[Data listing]
━━━━━━

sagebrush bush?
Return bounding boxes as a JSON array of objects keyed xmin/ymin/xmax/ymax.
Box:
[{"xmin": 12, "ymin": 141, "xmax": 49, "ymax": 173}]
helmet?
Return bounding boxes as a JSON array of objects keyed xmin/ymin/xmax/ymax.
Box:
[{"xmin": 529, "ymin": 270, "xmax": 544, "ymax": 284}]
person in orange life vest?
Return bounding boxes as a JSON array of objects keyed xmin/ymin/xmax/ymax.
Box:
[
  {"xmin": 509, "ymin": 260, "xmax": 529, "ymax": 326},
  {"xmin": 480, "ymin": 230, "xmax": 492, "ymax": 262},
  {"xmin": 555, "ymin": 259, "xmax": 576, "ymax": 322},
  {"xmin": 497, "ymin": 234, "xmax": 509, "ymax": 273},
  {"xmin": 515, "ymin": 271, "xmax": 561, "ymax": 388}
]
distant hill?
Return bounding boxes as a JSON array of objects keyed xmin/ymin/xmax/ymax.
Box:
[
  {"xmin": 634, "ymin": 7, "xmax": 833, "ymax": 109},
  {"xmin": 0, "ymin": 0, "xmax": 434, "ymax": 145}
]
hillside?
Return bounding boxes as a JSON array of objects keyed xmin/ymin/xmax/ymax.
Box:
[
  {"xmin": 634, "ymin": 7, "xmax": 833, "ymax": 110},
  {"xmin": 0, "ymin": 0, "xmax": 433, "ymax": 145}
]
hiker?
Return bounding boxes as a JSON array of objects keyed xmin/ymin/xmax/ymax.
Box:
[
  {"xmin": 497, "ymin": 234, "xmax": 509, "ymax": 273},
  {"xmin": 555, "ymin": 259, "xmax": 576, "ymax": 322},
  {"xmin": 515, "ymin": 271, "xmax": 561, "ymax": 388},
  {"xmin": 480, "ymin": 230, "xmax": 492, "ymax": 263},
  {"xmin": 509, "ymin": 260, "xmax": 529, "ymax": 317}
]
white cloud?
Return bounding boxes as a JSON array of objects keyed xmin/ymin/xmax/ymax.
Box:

━━━━━━

Stated problem | Render these lines as a Markdown table with the columns Row and Line, numbering each row and leaving out blank lines.

Solution to the problem |
| Row | Line |
|---|---|
| 1 | sagebrush bush? |
| 2 | Return bounding boxes as a JSON array of objects keyed xmin/ymin/xmax/ymax. |
| 3 | Box: |
| 4 | [{"xmin": 12, "ymin": 141, "xmax": 49, "ymax": 173}] |
| 5 | helmet? |
| 6 | Return bounding boxes as a JSON array of objects keyed xmin/ymin/xmax/ymax. |
| 7 | Box: |
| 8 | [{"xmin": 529, "ymin": 270, "xmax": 544, "ymax": 284}] |
| 9 | person in orange life vest? |
| 10 | Return bounding boxes as a JSON array of objects keyed xmin/ymin/xmax/ymax. |
| 11 | Box: |
| 12 | [ |
| 13 |   {"xmin": 509, "ymin": 260, "xmax": 529, "ymax": 326}, |
| 14 |   {"xmin": 480, "ymin": 230, "xmax": 492, "ymax": 262}, |
| 15 |   {"xmin": 555, "ymin": 259, "xmax": 576, "ymax": 322}, |
| 16 |   {"xmin": 497, "ymin": 234, "xmax": 509, "ymax": 273}, |
| 17 |   {"xmin": 515, "ymin": 271, "xmax": 561, "ymax": 388} |
| 18 | ] |
| 19 | distant hill? |
| 20 | Return bounding boxes as a JSON array of objects keyed xmin/ymin/xmax/ymax. |
| 21 | Box: |
| 22 | [ |
| 23 |   {"xmin": 634, "ymin": 7, "xmax": 833, "ymax": 109}, |
| 24 |   {"xmin": 0, "ymin": 0, "xmax": 434, "ymax": 145} |
| 25 | ] |
| 26 | hillside? |
| 27 | Return bounding boxes as a JSON array of objects keyed xmin/ymin/xmax/ymax. |
| 28 | Box: |
| 29 | [ |
| 30 |   {"xmin": 634, "ymin": 7, "xmax": 833, "ymax": 110}, |
| 31 |   {"xmin": 0, "ymin": 0, "xmax": 433, "ymax": 145} |
| 32 | ] |
| 33 | hiker? |
| 34 | Return bounding boxes as a JSON array of objects keyed xmin/ymin/xmax/ymax. |
| 35 | Box: |
| 36 | [ |
| 37 |   {"xmin": 497, "ymin": 234, "xmax": 509, "ymax": 273}, |
| 38 |   {"xmin": 555, "ymin": 259, "xmax": 576, "ymax": 322}, |
| 39 |   {"xmin": 515, "ymin": 271, "xmax": 561, "ymax": 388}, |
| 40 |   {"xmin": 480, "ymin": 230, "xmax": 492, "ymax": 263}, |
| 41 |   {"xmin": 509, "ymin": 260, "xmax": 529, "ymax": 317} |
| 42 | ] |
| 43 | white cloud? |
| 44 | Return bounding boxes as a JSON array of objects keyed xmin/ymin/xmax/ymax. |
| 45 | Box: |